··· Given data ···
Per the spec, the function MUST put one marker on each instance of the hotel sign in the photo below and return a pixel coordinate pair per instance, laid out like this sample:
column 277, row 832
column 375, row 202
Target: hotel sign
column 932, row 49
···
··· Given data ···
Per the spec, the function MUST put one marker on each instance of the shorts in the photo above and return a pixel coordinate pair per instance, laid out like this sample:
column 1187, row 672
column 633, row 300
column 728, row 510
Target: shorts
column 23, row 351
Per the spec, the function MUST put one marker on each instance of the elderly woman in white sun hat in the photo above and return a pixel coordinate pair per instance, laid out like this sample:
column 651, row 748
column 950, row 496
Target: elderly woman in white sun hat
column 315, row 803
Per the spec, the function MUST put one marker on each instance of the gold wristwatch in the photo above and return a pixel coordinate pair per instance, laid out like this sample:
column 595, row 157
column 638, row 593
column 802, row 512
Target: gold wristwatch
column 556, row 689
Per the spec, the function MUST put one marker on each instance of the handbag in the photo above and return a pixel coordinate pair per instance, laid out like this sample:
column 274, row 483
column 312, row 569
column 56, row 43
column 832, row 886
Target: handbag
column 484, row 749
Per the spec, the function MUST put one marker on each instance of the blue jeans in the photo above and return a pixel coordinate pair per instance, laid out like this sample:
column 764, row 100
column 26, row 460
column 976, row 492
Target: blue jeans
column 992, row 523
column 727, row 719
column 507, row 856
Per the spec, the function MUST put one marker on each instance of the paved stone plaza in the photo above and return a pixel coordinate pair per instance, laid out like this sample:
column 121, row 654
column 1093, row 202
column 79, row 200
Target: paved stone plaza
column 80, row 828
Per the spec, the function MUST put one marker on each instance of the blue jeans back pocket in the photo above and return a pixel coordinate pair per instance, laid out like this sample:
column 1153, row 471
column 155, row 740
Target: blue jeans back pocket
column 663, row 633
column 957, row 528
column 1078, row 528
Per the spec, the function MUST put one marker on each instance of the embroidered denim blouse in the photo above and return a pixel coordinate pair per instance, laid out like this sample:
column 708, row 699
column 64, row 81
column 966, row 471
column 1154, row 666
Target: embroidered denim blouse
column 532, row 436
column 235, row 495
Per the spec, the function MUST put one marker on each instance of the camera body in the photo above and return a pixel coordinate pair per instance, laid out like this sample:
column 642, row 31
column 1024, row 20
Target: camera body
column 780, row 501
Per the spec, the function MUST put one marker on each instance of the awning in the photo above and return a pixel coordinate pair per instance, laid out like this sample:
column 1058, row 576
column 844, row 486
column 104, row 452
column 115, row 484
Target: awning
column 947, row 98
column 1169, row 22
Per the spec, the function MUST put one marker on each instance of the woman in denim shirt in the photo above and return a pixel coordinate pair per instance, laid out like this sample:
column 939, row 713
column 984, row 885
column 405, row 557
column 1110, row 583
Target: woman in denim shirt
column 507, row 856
···
● **Brief**
Within the listing above, locate the line containing "column 764, row 100" and the line containing "column 1153, row 471". Reproduce those two lines and all lines between them exactly, with nothing added.

● **Reply**
column 764, row 100
column 26, row 460
column 976, row 492
Target: blue jeans
column 992, row 523
column 727, row 719
column 507, row 856
Per the spec, the function MUST put one marker on each instance of the paved stone plaza in the photo above and return a pixel coordinate pair per instance, laid out like this sample:
column 121, row 654
column 1093, row 202
column 79, row 200
Target: paved stone plaza
column 80, row 828
Per the spec, the function MUST put one marker on each instance of the blue jeans back pocket in the photo above and return a pixel coordinate pair per instance, laid out like this sample:
column 1153, row 471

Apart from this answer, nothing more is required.